── Input material

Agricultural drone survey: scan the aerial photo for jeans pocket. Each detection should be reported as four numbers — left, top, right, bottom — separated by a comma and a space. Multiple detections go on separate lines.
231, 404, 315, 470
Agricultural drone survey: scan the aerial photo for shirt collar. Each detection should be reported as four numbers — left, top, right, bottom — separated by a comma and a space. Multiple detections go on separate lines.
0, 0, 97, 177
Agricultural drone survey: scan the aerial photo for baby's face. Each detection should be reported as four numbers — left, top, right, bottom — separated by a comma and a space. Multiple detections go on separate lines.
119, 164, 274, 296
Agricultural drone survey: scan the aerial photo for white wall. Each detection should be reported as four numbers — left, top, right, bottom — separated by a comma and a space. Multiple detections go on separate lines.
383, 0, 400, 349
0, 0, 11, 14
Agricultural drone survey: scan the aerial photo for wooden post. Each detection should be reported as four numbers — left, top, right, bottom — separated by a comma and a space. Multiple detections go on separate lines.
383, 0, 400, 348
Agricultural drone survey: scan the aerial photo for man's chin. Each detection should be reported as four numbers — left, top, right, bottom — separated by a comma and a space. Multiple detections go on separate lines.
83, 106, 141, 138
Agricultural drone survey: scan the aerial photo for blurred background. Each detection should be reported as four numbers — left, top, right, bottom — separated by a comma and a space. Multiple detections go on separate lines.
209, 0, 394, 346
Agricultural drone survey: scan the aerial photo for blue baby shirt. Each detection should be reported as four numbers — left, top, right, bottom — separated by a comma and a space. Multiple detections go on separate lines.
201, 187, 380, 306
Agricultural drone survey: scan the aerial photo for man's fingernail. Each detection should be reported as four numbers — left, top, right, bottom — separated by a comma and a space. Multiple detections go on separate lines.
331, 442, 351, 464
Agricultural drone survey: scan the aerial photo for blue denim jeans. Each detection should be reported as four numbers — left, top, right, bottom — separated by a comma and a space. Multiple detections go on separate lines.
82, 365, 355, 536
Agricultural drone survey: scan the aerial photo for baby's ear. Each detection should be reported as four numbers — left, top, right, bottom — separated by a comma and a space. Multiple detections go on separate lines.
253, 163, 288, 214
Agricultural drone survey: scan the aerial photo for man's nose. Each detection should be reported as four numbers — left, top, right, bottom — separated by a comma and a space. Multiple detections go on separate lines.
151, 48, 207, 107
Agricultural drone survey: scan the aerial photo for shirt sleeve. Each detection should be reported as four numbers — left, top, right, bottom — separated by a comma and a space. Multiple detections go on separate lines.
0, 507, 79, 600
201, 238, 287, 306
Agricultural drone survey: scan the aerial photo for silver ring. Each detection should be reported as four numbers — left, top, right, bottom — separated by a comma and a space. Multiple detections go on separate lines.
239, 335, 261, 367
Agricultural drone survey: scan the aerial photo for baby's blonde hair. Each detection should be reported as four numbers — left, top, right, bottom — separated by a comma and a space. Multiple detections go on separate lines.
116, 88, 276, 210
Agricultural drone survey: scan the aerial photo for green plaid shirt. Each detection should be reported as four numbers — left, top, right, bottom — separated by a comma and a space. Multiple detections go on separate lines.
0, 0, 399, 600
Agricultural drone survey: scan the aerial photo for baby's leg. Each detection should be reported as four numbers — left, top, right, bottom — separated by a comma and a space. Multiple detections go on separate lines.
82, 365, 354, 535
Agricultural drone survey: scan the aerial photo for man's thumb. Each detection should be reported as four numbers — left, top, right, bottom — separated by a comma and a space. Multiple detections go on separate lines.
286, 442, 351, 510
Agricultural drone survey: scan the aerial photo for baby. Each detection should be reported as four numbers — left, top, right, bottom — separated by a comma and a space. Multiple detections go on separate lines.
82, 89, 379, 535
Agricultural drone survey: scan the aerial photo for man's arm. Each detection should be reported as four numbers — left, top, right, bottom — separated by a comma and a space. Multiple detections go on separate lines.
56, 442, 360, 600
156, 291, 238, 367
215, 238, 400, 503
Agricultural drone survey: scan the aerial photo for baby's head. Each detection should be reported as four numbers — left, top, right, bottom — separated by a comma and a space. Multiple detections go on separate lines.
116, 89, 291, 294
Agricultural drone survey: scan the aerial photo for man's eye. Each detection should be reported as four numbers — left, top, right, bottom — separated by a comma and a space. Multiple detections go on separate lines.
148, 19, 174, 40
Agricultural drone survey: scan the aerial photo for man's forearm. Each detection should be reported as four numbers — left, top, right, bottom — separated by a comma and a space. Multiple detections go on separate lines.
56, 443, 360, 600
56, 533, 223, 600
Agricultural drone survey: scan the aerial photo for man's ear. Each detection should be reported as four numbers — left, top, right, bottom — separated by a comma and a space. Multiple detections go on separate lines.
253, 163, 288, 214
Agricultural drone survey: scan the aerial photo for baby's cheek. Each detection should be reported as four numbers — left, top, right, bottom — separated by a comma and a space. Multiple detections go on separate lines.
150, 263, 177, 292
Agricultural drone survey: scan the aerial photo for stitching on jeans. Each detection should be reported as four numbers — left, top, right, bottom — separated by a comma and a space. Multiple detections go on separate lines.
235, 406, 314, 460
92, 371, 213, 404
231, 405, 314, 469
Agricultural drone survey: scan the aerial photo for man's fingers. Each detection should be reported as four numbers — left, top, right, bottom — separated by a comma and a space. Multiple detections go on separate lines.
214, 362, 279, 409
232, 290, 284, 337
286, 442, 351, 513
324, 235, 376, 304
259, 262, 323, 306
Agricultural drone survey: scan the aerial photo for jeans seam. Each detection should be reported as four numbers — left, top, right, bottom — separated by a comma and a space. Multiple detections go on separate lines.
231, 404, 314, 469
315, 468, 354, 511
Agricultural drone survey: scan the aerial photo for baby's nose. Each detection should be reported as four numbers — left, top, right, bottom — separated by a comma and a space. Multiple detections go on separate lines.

────

## Task:
Copy all of the data above word for word, with no changes.

## Answer in full:
Agricultural drone survey: scan the aerial photo for jeans pocket. Each detection should be reported as four numbers — left, top, right, bottom — separated by a comma and a space. Multiple detections go on separate lines.
231, 404, 315, 470
Agricultural drone survey: scan the aerial photo for shirt collar. Each detection should be reported as four numbers — left, top, right, bottom — separated by a comma and a space. Multiple detections go on separate lines.
0, 0, 97, 177
Agricultural drone survey: scan the aerial photo for baby's face. Each detection should be reported as four numbers — left, top, right, bottom — separated by a comma and a space. Multiple detections go on separate lines.
119, 164, 274, 296
Agricultural drone survey: scan the aerial photo for white wall. Each detection should be reported as four numbers — left, top, right, bottom — separated by a comma and a space. Multiple detections go on separate lines.
383, 0, 400, 349
0, 0, 11, 14
Agricultural drone survey: scan the aerial photo for wooden post. Each detection should be reported as four numbers — left, top, right, bottom — separated by a comma and a space. Multiple detections go on separate lines.
383, 0, 400, 348
Agricultural drone survey: scan the aerial photo for man's chin. Each detection should be reported as four numbers — left, top, right, bottom — separated by a comma and a space. Multiple detections go on separate lines.
83, 106, 141, 138
Agricultural drone survey: scan the aerial photo for blurred background. Each detection should be reported as four numbers — left, top, right, bottom — separated by a comma and a space. Multiple detections go on separate lines.
209, 0, 394, 346
Agricultural drone survey: scan the aerial photo for blue baby shirt. Each detection should be reported as four numbers — left, top, right, bottom — separated by a comma and a space. Multiple detections go on separate lines.
201, 187, 380, 306
Agricultural drone survey: scan the aerial photo for man's fingernail. Each detection should be reported as four numbers — left, top, right, bottom — separated by a comma and a space. Multiple detections go on separate lines.
331, 442, 351, 464
Agricultural drone survey: scan the aerial photo for blue denim jeans. Each detection should be reported as four numbers — left, top, right, bottom — separated by a comma and a space. Multiple detections go on separate lines.
82, 365, 355, 536
Agricultural drone survey: scan the aerial photo for baby's ear. Each detection should be reported as four numbers — left, top, right, bottom — separated by a comma and a space. Multiple detections go on separate lines.
253, 163, 288, 214
Agricultural drone survey: scan the aerial photo for man's nose. Each detection should be reported as four numbers — left, top, right, bottom — separated by a comma and a space. Multiple detections go on separate lines.
151, 48, 207, 107
Agricultural drone survey: scan the aerial photo for shirt sleeve. Each detection should be reported as four numbers — left, top, right, bottom — separated by a comma and a space. Multiple detections go on separate lines.
0, 507, 79, 600
201, 238, 287, 306
Agricultural drone survey: scan the aerial photo for silver ring. Each detection should be reported as four numbers — left, top, right, bottom — separated by a comma and a space. Multiple detections go on separate lines.
239, 335, 261, 367
Agricultural drone survey: scan the aerial photo for baby's blonde hair. Each detection should be reported as four numbers — left, top, right, bottom — separated by a comma and a space. Multiple detections go on separate lines.
116, 88, 276, 210
Agricultural drone survey: scan the aerial photo for green plaid shirt. Each detection should be reported as four numbers — left, top, right, bottom — separated by a comma and a space. Multiple detections go on separate lines.
0, 0, 399, 600
Agricultural drone survey: scan the aerial photo for baby's leg. Each detection should be reported as four numbers — left, top, right, bottom — separated by a comma and a space. Multiple detections go on separate lines.
82, 365, 354, 535
Agricultural drone survey: scan the aerial photo for man's thumb. Each detection should be reported as four numbers — left, top, right, bottom — separated by a comma and a space. Multiple detections go on separate lines.
286, 442, 351, 510
Agricultural drone survey: scan the aerial photo for baby. Each detection should be reported as four numbers — left, top, right, bottom — separated by a comma and a space. Multiple detections go on separate lines.
82, 89, 379, 535
Agricultural drone survey: scan the aerial photo for man's arm. Each detection should be reported as four numbers — left, top, right, bottom — separated by a comma and a space. Multiple detections go on separate lines.
56, 442, 360, 600
156, 291, 238, 367
215, 238, 400, 503
Agricultural drone survey: scan the aerial photo for baby's head. Each detection should be reported as four numbers — left, top, right, bottom — separated by a comma and a space. Multiple detections go on separate lines.
116, 89, 291, 294
Agricultural drone survey: scan the aerial photo for man's eye. Each detection should be reported as four numbers — left, top, right, bottom — separated by a comma and a space. Multiple detections go on separate lines.
148, 19, 174, 40
Agricultural drone survey: scan the aerial photo for man's forearm. Each detection should be reported as four numbers — left, top, right, bottom — separated by a comma and a space. Multiple detections go on separate lines.
56, 443, 360, 600
56, 533, 223, 600
Agricultural drone survey: scan the aerial photo for man's ear. Each detection should be reported as four numbers — left, top, right, bottom — separated by a comma and a space. Multiple detections go on separate lines.
253, 163, 288, 214
Agricultural drone survey: scan the aerial photo for baby's cheek. Each detection should be reported as four numbers — left, top, right, bottom — separated by a comma and a space. Multiple detections go on separate lines.
150, 263, 177, 292
Agricultural drone survey: scan the aerial photo for stitching on jeans. Each detection should be reported as four numbers — left, top, right, bottom — separated by a comma and a space. Multiple detections go on separate lines.
235, 406, 314, 460
92, 371, 213, 404
231, 405, 314, 469
Agricultural drone survey: scan the aerial photo for man's fingers. Each detection should be reported as four numbers — left, top, right, bottom — separated by a comma and a space. Multiple detections go on separate lines.
214, 362, 279, 409
232, 290, 284, 337
286, 442, 351, 513
324, 235, 376, 304
259, 262, 323, 306
Agricultural drone survey: scan the aerial photo for jeans seam. Each detection should be reported as four numbers — left, top, right, bottom — separated by a comma and a space. Multiple detections go on separate lines.
231, 404, 314, 469
315, 468, 354, 511
Agricultural drone survey: scan the aerial photo for baby's nose. Each detection should be reported as four numbers — left, top, right, bottom — separated by a comma and a space. Multiple detections go on separate lines.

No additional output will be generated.